_Stated problem A_
Reproduce the passage of the article on plastic pollution and textiles from "The story does" to "natural water bodies.".
_Stated problem B_
List every source that the article on plastic pollution and textiles cites in parentheses, along with its year.

_Document text_
━━━━━━

The blue trousers are hemp woven into denim, which is a warp-faced textile in which the weft passes under two or more warp threads. The black and white outfit is from hemp as well. Credit: Nimco Adam / qaaldesigns

By Michael Stanley-Jones and Claire Egehiza Obote
Richmond Hill, Ontario, Canada / Trollhättan, Sweden, Jul 25 2025 – Plastic pollution has emerged as one of the most pressing environmental challenges of our time. Since the mid-20th century, over 8 billion metric tons of plastic have been produced globally (UNEP, 2021). Shockingly, more than 90% of this plastic waste has not been recycled. Instead, it has been incinerated, buried in landfills, or leaked into the environment where it can persist for hundreds of years, fragmenting into microplastics.

Among the most insidious threats within this overwhelming tide of waste are microplastics: plastic particles smaller than 5 millimeters. These tiny fragments often originate from the breakdown of larger plastic items or are directly released through industrial processes, personal care products, and increasingly, from textiles. Though they represent a smaller portion of total plastic waste by weight, their impact is disproportionately severe and persistent

Michael Stanley-Jones

Recent scientific findings have shown that micro- and nanoplastics are now entering human bodies. These particles have been detected in bloodstreams, lungs, feces, testes and placentas. While the full health implications are still being studied, early concerns suggest these particles may disrupt hormone regulation, immune response, and cellular function.

Each year, it is estimated that 9 to 14 million metric tons of plastic waste escape into aquatic ecosystems, including rivers, lakes, and oceans (Pew Charitable Trusts & SYSTEMIQ, 2020). Moreover, it is not just our oceans or bodies at risk; microplastics have been found in terrestrial soils, affecting agricultural productivity and soil health. They hinder the activities of key organisms like earthworms, which are vital for nutrient cycling. At every level, from soil to sea to self, microplastics are infiltrating our ecosystems.

The story does not end with pollution. Plastic’s contribution to climate change spans its entire life cycle from fossil fuel extraction and chemical manufacturing to transportation and disposal.

The Hidden Culprit: Synthetic Textiles

Amid this crisis, one significant contributor remains relatively overlooked: textiles. Textiles are estimated to account for 14 percent of global plastics production (Manshoven et al., 2022). Synthetic fibres like polyester, nylon and acrylic ubiquitous in fast fashion shed tiny plastic particles during production, daily use, and washing. These particles escape wastewater treatment systems and flow directly into natural water bodies.

Claire Egehiza Obote

In fact, microplastics from textile washing are estimated to make up 8% of primary microplastics in the oceans, making textiles the fourth-largest source globally. The implications are far-reaching, affecting marine life, food security and human health.

But it was not always this way.

In 1960, 95% of textile fibres were natural and biodegradable. Today, demand for textiles has skyrocketed by over 650%, while the share of synthetic fibres has ballooned from 3% to 68% (Carus & Partanen, 2025). Fast fashion’s dependence on cheap, fossil-fuel-based synthetics has turned the textile industry into one of the planet’s most polluting sectors.

This intertwined crisis of microplastic pollution, climate change, biodiversity loss and food insecurity calls for a comprehensive rethinking of how we produce and consume textiles. A critical part of that solution lies in rebuilding the natural fibre markets we once relied on.

━━━━━━

_Information provided_
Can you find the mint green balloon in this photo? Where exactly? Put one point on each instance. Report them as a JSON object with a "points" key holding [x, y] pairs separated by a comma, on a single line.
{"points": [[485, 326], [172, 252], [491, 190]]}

━━━━━━

_Reply A_
The story does not end with pollution. Plastic’s contribution to climate change spans its entire life cycle from fossil fuel extraction and chemical manufacturing to transportation and disposal.

The Hidden Culprit: Synthetic Textiles

Amid this crisis, one significant contributor remains relatively overlooked: textiles. Textiles are estimated to account for 14 percent of global plastics production (Manshoven et al., 2022). Synthetic fibres like polyester, nylon and acrylic ubiquitous in fast fashion shed tiny plastic particles during production, daily use, and washing. These particles escape wastewater treatment systems and flow directly into natural water bodies.

_Reply B_
UNEP, 2021
Pew Charitable Trusts & SYSTEMIQ, 2020
Manshoven et al., 2022
Carus & Partanen, 2025